**Questions**.
**a)** From the cricket article, set down the passage starting with "Cricket chiefs settled" and going on through "oldest international format.".
**b)** In the cricket article, what total was India dismissed for in the first Test in Australia?
**c)** Translate this sentence from the cricket article into Spanish: "Cricket chiefs settled on a method of percentage of points won rather than total points."

**Given passage**.
+++
New Zealand are battle-hardened thanks to a 1-0 series win against England completed on Sunday with a dominant eight-wicket win at Edgbaston after a draw at Lord’s.
“Ideal preparation, having two Test matches against England in these conditions,” said experienced New Zealand batsman Ross Taylor ahead of the five-day match in Southampton, on England’s south coast.
“Couldn’t think of anything better.”
The Blackcaps, who won in Birmingham despite making six changes, are set to welcome back captain and star batsman Kane Williamson and pace spearhead Tim Southee.
Many cricket fans around the world would be happy to see New Zealand, a country with a population of around five million, compared with India’s 1.3 billion, win a major global title after their agonising Super Over loss to England in the 2019 50-over World Cup final at Lord’s.
There is also widespread admiration for the way a well-balanced side has made the most of slender resources.
India have not played a competitive game since the end of March and have had to make do with an intra-squad practice match while undergoing quarantine.
But they proved their strength in depth when an injury-hit side recovered from the humiliation of being dismissed for 36 in the first Test in Australia to win a four-match series 2-1 with a sensational chase in Brisbane in January — and that without inspirational captain Virat Kohli.
The gifted batsman is now back in charge of a side that also features Rohit Sharma and Ajinkya Rahane as well as spinner Ravichandran Ashwin, with a pace attack led by Jasprit Bumrah.
“India’s batting depth is the envy of the cricketing world,” India great Sunil Gavaskar, one of cricket’s most outstanding opening batsmen, told AFP.
Rahane said the mental approach would be key to India’s success.
“I think what is important in this Test match is playing with freedom, playing fearless cricket as a team and backing each other. That will really help us rather than thinking about the result.”
That the World Test Championship final, which comes after two years of series to determine the finalists, is taking place at all is something of a triumph for the International Cricket Council.
It seemed the sheer complexity of a congested global calendar meant the first attempt to crown a global Test champion since the 1912 Triangular Tournament featuring England, Australia and South Africa would not get off the drawing board.
First suggested in 2008, the concept almost foundered because of broadcasters’ concerns that India, cricket’s economic powerhouse, would fail to make the final, while many countries were far from enthused by the concept.
But the competition did get going eventually, although not helped by an initially complicated points system designed to reflect the varying numbers of Tests played by different nations, partly as a result of the Covid-19 pandemic.
Cricket chiefs settled on a method of percentage of points won rather than total points.
The financial ramifications of the match could extend well beyond the $1.6 million on offer to the winners and the $800,000 collected by the runners-up.
When India win an ICC event for the first time it tends to have a transformative effect on cricket as a whole.
India’s triumph at the 1983 World Cup changed their attitude to one-day internationals, with those matches becoming the financial motor both of its own cricket and the world game
And the T20 revolution that led to the lucrative Indian Premier League, was ushered in by India’s victory over arch-rivals Pakistan in the inaugural 2007 World Twenty20 in South Africa.
At a time when many fear for Test cricket’s long-term future, if India become world champions it could be a significant boost for the sport’s oldest international format.
+++
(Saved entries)
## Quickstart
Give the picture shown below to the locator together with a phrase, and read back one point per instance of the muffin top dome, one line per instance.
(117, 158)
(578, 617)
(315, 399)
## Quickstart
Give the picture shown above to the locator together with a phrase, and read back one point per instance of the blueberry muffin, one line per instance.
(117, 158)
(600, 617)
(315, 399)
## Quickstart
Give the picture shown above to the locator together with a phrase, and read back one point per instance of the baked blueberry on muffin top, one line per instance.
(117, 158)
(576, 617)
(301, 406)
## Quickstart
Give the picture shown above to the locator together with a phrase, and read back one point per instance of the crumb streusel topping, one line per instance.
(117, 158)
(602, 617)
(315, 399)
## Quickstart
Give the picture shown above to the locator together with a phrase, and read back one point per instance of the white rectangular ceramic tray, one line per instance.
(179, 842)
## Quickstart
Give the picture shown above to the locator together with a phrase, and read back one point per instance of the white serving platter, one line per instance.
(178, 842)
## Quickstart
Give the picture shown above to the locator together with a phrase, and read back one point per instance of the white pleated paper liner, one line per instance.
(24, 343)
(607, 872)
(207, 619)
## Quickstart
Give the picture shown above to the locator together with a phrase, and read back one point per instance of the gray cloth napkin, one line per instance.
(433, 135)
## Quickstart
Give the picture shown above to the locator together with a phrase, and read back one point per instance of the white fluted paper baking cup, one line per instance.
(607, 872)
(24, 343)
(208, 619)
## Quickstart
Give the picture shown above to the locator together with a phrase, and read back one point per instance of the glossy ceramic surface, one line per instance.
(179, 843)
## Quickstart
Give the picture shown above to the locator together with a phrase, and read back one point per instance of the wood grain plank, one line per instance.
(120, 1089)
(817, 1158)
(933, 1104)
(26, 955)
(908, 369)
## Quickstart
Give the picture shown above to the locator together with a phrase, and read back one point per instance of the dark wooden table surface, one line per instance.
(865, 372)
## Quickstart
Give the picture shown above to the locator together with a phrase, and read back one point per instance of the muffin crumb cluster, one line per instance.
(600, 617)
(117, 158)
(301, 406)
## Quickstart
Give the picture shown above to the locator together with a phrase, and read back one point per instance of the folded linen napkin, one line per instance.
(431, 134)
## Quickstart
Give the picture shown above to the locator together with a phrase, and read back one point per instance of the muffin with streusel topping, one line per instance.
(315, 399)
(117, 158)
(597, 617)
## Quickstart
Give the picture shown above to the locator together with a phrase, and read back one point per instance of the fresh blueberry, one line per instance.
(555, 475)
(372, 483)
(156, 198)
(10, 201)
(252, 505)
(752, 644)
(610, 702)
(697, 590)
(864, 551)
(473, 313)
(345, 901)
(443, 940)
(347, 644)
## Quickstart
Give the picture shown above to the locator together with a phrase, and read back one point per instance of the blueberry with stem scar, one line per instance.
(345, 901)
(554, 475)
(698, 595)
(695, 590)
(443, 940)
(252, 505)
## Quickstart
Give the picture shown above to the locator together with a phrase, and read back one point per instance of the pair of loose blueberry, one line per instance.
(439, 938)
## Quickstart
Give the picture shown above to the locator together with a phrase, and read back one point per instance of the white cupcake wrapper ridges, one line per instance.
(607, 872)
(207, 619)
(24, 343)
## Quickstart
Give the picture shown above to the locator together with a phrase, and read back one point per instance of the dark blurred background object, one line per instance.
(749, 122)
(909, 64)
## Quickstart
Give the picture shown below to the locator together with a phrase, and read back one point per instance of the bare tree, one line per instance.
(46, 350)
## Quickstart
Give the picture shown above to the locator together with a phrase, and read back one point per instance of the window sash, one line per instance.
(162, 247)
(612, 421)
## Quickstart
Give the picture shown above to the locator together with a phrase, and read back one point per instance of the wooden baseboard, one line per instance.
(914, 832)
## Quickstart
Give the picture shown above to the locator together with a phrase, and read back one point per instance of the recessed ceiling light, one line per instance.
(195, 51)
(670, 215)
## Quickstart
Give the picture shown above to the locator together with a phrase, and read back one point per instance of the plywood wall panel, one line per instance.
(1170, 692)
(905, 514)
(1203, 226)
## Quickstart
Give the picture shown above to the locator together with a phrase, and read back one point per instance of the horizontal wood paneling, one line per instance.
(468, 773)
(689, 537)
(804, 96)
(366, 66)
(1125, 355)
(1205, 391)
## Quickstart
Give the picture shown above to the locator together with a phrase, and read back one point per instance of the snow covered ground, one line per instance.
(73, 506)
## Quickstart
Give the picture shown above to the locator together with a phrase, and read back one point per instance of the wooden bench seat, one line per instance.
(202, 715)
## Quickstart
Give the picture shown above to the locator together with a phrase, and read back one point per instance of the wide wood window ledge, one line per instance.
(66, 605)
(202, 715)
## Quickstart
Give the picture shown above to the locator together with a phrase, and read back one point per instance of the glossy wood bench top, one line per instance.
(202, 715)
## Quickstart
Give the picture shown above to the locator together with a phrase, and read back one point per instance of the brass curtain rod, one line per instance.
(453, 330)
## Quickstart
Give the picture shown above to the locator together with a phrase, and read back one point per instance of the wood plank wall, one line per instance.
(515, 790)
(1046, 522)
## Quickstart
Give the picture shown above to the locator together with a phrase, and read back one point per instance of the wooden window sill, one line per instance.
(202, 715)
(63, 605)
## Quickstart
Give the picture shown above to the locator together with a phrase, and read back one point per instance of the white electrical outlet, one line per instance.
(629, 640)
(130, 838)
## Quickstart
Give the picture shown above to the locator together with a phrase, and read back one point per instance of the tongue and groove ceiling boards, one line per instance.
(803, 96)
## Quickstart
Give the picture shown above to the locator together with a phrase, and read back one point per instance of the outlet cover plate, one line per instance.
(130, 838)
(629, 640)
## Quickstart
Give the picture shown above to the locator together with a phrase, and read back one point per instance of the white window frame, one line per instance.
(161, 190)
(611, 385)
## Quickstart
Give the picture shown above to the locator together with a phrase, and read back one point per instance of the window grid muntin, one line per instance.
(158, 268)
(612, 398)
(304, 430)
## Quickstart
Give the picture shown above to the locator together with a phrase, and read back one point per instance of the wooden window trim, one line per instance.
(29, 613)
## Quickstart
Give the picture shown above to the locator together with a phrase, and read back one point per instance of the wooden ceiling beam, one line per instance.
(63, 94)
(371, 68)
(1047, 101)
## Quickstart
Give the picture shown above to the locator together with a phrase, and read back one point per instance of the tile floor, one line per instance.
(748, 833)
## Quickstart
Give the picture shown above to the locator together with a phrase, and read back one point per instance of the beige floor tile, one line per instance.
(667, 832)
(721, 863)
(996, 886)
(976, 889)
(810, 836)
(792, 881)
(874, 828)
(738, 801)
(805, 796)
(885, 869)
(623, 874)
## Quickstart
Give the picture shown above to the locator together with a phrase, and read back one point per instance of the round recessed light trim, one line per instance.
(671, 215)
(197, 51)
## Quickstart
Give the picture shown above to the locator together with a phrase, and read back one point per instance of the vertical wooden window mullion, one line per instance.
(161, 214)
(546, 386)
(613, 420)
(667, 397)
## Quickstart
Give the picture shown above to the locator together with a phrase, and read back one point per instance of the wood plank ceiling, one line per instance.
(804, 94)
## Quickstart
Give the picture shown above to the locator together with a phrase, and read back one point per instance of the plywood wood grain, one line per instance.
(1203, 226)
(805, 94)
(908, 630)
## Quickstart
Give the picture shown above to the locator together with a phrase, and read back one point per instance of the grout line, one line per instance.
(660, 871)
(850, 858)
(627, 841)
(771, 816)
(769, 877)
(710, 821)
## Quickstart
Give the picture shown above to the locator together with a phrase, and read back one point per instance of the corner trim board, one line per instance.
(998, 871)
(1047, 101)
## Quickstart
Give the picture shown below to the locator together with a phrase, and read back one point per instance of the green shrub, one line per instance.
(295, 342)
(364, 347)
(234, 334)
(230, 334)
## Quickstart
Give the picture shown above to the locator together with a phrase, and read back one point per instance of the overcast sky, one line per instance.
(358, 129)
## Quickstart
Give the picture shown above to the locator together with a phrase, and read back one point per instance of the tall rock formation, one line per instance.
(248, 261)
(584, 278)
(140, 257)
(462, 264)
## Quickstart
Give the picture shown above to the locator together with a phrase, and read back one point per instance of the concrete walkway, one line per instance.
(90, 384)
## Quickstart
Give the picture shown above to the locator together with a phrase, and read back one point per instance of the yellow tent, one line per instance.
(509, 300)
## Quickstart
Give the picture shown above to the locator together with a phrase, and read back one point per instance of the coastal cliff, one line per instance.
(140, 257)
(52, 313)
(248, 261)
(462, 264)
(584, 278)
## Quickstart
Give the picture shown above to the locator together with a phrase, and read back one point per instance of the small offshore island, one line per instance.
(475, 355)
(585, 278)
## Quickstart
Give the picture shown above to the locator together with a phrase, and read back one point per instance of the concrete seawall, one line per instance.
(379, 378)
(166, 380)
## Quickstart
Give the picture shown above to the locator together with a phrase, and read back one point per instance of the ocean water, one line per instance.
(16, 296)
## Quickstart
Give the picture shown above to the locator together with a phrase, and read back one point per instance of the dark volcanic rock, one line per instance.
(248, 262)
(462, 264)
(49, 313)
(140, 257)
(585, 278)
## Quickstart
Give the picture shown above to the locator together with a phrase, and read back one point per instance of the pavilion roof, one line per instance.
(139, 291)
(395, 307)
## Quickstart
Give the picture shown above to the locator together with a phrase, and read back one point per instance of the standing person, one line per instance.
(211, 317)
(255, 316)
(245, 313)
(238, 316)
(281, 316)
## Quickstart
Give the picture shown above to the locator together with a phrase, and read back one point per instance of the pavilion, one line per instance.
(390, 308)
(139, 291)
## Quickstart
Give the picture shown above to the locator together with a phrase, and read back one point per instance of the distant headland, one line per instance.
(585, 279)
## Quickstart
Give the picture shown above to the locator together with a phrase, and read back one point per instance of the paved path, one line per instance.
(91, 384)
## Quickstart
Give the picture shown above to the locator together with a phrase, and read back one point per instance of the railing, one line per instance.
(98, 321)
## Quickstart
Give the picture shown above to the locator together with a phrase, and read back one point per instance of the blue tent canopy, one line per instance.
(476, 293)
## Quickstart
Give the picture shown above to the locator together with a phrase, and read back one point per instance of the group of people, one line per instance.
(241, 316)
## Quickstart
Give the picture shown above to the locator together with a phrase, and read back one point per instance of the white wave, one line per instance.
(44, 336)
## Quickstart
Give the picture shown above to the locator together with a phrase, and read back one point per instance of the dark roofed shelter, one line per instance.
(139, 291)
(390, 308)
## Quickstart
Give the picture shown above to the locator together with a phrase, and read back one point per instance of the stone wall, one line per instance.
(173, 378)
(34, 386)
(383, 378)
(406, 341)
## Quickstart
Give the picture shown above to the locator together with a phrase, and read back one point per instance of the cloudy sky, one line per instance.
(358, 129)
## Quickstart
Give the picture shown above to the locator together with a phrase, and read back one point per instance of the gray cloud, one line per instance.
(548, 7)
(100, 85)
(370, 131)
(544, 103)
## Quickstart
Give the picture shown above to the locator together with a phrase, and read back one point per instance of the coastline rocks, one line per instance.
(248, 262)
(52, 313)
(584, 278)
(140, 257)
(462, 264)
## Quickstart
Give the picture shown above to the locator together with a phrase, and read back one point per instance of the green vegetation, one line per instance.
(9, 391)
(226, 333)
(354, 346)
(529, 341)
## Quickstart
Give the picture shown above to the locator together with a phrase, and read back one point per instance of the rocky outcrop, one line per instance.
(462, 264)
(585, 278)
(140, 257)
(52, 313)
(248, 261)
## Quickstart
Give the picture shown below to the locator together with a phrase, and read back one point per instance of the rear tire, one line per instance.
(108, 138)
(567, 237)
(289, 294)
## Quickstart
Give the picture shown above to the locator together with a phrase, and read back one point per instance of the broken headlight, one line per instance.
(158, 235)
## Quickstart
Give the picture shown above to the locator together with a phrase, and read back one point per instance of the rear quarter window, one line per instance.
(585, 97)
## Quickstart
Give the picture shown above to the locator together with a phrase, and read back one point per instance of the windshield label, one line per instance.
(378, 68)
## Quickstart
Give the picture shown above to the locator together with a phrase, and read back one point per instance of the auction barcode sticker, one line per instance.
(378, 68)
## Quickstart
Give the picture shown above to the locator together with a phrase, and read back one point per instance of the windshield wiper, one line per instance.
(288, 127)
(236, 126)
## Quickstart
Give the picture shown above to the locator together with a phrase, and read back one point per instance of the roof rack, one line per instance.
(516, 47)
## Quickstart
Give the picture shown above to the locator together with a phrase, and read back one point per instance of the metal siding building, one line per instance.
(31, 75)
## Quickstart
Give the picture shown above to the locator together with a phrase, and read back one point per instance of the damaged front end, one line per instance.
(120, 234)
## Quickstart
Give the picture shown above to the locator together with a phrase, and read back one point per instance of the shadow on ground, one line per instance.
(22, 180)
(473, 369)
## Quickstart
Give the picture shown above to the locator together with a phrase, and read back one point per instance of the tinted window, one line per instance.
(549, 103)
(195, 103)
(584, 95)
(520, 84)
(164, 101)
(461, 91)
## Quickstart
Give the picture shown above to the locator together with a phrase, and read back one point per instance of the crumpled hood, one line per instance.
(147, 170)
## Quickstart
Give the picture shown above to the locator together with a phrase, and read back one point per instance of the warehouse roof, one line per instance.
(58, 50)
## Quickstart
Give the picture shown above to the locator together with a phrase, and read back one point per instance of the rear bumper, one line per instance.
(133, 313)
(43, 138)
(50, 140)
+++
**Outputs for the tasks**.
**a)**
Cricket chiefs settled on a method of percentage of points won rather than total points.
The financial ramifications of the match could extend well beyond the $1.6 million on offer to the winners and the $800,000 collected by the runners-up.
When India win an ICC event for the first time it tends to have a transformative effect on cricket as a whole.
India’s triumph at the 1983 World Cup changed their attitude to one-day internationals, with those matches becoming the financial motor both of its own cricket and the world game
And the T20 revolution that led to the lucrative Indian Premier League, was ushered in by India’s victory over arch-rivals Pakistan in the inaugural 2007 World Twenty20 in South Africa.
At a time when many fear for Test cricket’s long-term future, if India become world champions it could be a significant boost for the sport’s oldest international format.

**b)** 36

**c)** Los dirigentes del críquet optaron por un método basado en el porcentaje de puntos obtenidos en lugar del total de puntos.